[Items listed in a dataset]
= = =

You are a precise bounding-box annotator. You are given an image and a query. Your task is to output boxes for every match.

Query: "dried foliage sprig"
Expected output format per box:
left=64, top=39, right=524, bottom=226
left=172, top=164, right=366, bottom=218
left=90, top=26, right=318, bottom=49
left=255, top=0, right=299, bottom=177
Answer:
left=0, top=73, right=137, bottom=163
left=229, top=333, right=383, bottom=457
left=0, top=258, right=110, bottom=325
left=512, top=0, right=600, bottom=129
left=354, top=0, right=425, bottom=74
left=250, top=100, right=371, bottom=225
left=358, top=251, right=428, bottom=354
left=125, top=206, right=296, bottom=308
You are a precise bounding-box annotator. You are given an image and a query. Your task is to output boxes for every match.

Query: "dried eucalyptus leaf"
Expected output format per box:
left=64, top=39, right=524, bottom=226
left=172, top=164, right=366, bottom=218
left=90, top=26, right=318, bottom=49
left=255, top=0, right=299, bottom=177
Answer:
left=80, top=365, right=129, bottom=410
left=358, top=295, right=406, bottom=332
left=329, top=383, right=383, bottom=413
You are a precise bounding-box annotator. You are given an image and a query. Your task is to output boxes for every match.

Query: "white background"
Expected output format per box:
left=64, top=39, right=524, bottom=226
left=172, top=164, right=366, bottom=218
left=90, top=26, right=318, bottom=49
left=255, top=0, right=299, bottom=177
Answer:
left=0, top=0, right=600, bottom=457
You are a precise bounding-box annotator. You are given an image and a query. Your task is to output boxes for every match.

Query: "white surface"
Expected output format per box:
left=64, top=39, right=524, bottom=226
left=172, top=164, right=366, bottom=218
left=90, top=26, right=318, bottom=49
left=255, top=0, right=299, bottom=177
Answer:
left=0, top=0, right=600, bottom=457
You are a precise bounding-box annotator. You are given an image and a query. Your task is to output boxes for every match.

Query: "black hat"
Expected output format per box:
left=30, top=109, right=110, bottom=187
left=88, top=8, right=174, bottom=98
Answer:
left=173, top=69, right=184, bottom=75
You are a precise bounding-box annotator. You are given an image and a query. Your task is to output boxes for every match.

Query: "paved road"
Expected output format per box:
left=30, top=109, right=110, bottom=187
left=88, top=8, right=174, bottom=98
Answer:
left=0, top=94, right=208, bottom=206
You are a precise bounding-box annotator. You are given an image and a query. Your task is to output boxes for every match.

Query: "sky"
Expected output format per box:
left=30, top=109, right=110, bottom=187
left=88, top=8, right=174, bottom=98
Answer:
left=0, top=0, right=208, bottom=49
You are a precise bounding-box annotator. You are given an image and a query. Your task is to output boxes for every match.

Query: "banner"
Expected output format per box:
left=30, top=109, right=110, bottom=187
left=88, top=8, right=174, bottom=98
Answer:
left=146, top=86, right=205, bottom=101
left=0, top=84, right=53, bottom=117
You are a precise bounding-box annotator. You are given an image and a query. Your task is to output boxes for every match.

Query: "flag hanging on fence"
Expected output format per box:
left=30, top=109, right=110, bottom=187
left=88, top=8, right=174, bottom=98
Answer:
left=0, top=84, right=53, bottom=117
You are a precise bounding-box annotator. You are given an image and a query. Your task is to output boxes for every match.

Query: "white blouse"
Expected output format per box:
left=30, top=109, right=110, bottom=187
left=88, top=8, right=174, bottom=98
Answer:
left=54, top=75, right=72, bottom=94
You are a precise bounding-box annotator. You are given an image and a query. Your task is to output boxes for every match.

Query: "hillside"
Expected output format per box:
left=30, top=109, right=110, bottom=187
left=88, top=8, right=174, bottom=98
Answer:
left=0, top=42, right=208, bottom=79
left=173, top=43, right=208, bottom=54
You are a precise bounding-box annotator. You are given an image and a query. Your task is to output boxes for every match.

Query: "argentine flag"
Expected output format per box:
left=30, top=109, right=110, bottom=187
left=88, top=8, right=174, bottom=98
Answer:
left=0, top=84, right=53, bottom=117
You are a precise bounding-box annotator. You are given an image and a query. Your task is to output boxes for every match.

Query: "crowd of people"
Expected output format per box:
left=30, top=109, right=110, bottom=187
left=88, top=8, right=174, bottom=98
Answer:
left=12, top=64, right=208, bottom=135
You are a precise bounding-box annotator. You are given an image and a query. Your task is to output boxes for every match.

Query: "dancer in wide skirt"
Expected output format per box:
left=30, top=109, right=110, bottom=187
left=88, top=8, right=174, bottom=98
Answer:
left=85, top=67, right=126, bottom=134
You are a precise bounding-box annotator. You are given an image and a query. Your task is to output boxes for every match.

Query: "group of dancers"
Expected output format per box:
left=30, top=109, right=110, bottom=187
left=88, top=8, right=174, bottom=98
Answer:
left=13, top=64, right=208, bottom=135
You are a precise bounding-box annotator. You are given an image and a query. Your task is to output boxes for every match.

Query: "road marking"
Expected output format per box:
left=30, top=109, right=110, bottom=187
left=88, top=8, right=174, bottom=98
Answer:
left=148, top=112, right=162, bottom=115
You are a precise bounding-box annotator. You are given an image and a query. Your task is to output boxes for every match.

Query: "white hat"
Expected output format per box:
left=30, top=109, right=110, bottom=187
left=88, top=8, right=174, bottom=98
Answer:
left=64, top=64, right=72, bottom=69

= = =

**DIRECTIONS FOR THIS TASK:**
Pick out every line of the listing above that contains the word "dried". Copy each of those lines.

**RESPONSE BELOW:**
Query: "dried foliage sprig"
Query: "dried eucalyptus leaf"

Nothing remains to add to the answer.